(Selected excerpt)

Evidence: Credibility

Nease v. Montana Contractor Compensation Fund [08/14/13] 2013 MTWCC 20 Where Petitioner objected to the inclusion of medical records relating to a post-industrial-injury altercation because he alleged Respondent intended to use them to vilify him and attack his credibility, the Court held that it was within Respondent’s right to challenge Petitioner’s credibility.  If Respondent attempts to use the medical records to “vilify” Petitioner, Petitioner would have grounds to object to the line of questioning at trial, not to the exclusion of the records in advance of trial.

Weidow v. Uninsured Employers' Fund [01/22/10] 2010 MTWCC 2 Where no party objected to a witness testifying telephonically at trial, and no party raised any concerns regarding the identity of the witness or the possibility that he could refer to documents during his testimony, and the Court found that it could not evaluate the witness' demeanor nor determine whether he was being coached or improperly referring to documents, the Court noted that it was at a disadvantage to evaluate the witness' testimony. However, the witness also submitted an affidavit and other documentation which were admitted into evidence. While the Court found itself in a position where it could not truly assess the witness' credibility, the Court concluded that it could assign weight to the testimony.

Russell v. Watkins & Shepard [07/11/08] 2008 MTWCC 36 The Court did not find the diagnoses of various conditions allegedly arising from low-level carbon monoxide poisoning to be credible where the diagnosing physician had never treated another patient with suspected low-level carbon monoxide poisoning, none of the other medical experts of either party agreed with the diagnosing physician, and the diagnosing physician conceded that no peer-reviewed literature supported his conclusion that the results of various tests he performed supported the diagnosis.

(End Selected excerpt)
(Dataset excerpts)

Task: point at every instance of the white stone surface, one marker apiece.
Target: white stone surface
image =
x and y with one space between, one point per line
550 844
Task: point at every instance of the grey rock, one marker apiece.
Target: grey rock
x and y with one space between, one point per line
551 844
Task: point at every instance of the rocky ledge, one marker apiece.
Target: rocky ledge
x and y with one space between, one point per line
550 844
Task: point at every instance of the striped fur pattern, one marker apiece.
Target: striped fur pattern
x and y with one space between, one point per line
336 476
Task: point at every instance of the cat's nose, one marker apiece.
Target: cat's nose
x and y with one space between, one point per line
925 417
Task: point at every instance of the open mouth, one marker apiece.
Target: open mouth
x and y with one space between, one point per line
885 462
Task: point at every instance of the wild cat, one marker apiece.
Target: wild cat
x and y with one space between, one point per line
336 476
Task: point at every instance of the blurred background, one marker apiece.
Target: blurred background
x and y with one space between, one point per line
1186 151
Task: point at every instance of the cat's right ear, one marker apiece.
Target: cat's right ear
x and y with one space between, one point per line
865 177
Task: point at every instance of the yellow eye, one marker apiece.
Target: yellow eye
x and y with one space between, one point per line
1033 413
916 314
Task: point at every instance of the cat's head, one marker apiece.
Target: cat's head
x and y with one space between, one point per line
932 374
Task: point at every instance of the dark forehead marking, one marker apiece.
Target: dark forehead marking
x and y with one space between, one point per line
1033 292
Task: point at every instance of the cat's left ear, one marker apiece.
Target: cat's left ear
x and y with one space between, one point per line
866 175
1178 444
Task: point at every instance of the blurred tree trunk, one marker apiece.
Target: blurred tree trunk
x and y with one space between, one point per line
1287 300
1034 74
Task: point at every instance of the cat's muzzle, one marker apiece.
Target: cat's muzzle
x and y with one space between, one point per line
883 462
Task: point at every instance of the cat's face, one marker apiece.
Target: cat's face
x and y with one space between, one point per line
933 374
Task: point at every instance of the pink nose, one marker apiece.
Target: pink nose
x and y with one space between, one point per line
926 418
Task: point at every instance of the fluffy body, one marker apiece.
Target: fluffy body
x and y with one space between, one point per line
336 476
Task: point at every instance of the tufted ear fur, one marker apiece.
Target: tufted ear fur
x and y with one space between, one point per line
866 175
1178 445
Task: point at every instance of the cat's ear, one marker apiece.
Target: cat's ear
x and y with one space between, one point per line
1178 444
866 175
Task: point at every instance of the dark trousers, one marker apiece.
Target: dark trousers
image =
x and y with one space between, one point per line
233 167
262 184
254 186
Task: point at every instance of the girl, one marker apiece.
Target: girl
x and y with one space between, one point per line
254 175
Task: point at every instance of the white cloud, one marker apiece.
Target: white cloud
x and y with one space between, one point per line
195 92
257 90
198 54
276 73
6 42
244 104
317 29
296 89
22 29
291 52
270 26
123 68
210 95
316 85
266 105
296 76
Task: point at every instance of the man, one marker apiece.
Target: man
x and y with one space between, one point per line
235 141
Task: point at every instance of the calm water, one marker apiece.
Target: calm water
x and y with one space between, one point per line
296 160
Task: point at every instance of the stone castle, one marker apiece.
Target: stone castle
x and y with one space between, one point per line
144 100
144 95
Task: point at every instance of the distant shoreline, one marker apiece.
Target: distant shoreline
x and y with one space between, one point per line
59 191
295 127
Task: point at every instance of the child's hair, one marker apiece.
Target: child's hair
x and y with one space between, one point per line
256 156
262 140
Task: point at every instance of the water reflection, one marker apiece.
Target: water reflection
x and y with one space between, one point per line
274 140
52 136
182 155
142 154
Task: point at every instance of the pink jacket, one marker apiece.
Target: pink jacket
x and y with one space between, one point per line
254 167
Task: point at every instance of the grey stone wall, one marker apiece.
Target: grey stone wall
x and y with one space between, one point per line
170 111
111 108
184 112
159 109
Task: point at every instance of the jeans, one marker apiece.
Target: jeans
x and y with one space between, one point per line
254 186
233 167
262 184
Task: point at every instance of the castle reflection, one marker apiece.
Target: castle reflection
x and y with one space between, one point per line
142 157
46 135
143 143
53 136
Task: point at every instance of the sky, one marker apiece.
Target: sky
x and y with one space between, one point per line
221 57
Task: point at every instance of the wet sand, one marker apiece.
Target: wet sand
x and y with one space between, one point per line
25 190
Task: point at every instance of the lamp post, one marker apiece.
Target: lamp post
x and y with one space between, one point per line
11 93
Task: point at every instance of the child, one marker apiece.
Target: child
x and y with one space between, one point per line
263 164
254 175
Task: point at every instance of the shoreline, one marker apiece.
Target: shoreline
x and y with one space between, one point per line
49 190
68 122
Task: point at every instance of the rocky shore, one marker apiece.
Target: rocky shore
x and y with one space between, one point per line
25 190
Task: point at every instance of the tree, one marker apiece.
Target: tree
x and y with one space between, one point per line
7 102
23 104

(End Dataset excerpts)

● **Complete the following**:
**a.** Answer these questions about the credibility case summaries, one answer per line:
(i) In the Nease entry, what would Petitioner have grounds to object to at trial if Respondent tried to "vilify" him?
(ii) In the Weidow entry, how did the witness testify at trial?
(iii) In the Russell entry, what did the diagnosing physician concede?
**b.** Extend the credibility case summaries past the Russell entry, keeping the same format and tone.

● **Numbered responses**:
**a.**
(i) The line of questioning.
(ii) Telephonically.
(iii) That no peer-reviewed literature supported his conclusion that the results of various tests he performed supported the diagnosis.

**b.**
A. Johnson v. Liberty [01/05/07] 2007 MTWCC 1 Petitioner claimed to have reported an industrial accident to a supervisor at about the same time as the supervisor left that employment, but no accident report was found. The Court did not find Petitioner’s industrial accident claim credible where Petitioner’s testimony was inconsistent, Petitioner did not describe the accident on the claim form she filed with Respondent, and Petitioner’s extensive contemporary medical records contained no evidence that Petitioner ever claimed that she was injured in a fall at work until nearly two years after she left her employment.
Rose v. State Fund [10/13/04] 2004 MTWCC 70 The claimant's assertion that he suffered a new industrial injury to his low back while working in logging is found not credible where: (1) he had suffered prior injuries to his back; (2) he worked only one day for the employer; (3) at the time of the alleged accident he was either taking narcotic drugs for his back pain or had run out of narcotic drugs because he had taken more than prescribed; (4) his wife attempted to prevent him from going back to work in logging in part because of his preexisting back pain; (5) his symptoms after the accident were the same as before, albeit he claimed that they were more severe; (6) his assertion that another employee had witnessed the accident was disputed by the other employee; (7) his description of the accident was incompatible with the mechanical operation during which he claims he was injured; and (8) he was in dire financial straits.
Hodge v. State Fund [1/17/01] 2001 MTWCC 1Where claimant is seeking additional workers' compensation benefits, evidence of fraud may be admissible irrespective of the insurer alleging an affirmative defense of fraud since such evidence may undermine claimant's credibility and his claim as to the nature and extent of his disability.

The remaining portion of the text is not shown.